## EXERCISE DETAILS
Pick out every line in the records below that contains the word "green", and copy each of those lines.

(Records from a data collection)
========================================================================

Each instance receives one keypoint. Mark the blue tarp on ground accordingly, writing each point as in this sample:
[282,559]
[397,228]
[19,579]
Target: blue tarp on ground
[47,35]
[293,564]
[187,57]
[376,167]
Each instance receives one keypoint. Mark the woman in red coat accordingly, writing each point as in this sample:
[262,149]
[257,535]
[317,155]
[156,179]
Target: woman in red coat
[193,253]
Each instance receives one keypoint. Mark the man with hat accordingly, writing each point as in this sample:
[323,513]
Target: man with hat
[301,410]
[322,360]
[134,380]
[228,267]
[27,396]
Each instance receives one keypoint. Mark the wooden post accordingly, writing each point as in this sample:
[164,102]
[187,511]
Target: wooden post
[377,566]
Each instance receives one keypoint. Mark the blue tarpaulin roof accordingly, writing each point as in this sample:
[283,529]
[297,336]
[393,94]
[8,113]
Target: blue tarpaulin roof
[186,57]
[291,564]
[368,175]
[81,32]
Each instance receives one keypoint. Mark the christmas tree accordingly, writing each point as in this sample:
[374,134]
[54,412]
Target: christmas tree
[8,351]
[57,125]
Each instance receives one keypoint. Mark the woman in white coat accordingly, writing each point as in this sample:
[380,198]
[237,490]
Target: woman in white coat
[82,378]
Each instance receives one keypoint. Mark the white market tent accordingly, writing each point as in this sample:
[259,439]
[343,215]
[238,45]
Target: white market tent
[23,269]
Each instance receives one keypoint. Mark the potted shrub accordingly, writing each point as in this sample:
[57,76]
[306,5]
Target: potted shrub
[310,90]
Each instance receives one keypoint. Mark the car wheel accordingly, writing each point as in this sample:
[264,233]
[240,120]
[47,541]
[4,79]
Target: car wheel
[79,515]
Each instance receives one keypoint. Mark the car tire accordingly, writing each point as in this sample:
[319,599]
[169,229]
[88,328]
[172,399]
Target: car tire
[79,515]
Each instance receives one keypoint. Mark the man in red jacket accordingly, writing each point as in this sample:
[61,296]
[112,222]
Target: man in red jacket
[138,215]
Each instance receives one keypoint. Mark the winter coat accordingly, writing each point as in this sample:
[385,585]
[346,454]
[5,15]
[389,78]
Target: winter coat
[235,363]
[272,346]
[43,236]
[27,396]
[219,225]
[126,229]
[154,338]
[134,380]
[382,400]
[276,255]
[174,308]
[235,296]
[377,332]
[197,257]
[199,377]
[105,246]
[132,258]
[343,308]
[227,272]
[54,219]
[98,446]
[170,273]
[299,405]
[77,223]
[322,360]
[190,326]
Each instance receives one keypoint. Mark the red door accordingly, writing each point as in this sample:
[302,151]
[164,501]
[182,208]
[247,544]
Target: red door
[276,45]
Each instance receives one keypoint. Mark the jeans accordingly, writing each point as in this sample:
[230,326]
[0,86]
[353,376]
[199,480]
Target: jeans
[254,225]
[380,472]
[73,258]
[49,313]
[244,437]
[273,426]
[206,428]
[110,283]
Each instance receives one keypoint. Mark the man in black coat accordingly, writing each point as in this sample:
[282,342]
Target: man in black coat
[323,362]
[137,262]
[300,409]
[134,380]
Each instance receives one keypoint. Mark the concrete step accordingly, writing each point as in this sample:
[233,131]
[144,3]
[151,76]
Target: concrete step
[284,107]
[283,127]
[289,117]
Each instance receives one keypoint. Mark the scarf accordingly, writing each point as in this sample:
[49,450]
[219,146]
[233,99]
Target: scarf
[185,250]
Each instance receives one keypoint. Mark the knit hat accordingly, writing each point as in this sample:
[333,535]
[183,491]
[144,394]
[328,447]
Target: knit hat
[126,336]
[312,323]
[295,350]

========================================================================

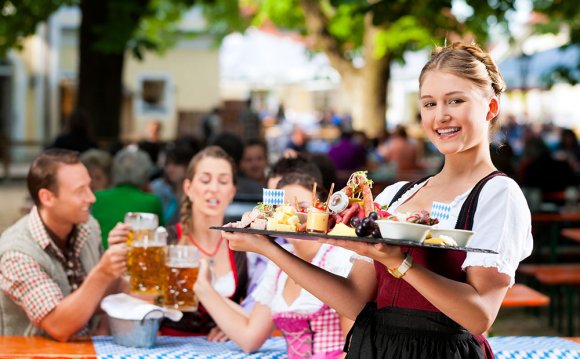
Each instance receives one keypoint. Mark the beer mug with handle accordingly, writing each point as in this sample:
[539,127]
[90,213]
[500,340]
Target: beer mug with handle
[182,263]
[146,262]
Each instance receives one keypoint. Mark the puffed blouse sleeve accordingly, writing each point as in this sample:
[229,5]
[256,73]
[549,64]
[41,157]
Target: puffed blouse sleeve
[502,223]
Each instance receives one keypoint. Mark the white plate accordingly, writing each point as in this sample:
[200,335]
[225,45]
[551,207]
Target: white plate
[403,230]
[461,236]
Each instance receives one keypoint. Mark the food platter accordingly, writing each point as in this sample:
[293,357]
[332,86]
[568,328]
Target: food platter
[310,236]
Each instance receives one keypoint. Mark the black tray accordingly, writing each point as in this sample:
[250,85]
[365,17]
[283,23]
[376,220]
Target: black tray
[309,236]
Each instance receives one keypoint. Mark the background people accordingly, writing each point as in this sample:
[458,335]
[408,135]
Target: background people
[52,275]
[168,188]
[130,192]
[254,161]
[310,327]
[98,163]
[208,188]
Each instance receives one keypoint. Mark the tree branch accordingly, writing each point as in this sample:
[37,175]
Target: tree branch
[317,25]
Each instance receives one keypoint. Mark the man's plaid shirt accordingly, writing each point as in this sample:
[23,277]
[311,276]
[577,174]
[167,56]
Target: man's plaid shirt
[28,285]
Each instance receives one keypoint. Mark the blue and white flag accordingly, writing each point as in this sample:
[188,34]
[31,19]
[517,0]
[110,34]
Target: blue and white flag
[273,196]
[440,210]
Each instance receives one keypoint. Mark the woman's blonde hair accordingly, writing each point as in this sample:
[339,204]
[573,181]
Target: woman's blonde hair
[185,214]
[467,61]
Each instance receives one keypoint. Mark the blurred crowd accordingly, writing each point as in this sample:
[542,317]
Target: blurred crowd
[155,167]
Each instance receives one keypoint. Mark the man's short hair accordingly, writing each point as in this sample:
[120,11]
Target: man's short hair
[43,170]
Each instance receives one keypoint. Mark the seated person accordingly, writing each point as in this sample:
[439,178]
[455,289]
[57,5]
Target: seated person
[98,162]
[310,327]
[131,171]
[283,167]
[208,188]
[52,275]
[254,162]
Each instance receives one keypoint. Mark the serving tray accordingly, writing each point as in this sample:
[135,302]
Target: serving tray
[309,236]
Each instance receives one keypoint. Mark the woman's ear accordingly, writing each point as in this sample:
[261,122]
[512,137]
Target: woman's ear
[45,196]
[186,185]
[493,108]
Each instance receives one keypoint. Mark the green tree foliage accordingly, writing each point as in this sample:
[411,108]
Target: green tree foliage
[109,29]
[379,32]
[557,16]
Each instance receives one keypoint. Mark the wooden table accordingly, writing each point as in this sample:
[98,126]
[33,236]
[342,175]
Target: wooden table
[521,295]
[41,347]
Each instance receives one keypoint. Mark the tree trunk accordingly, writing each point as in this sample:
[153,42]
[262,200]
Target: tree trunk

========================================================================

## EXERCISE RESPONSE
Each instance receives one keypoint. Mark the green tree foliage accordingly, writing each point as in this sample:
Target: green tree foliage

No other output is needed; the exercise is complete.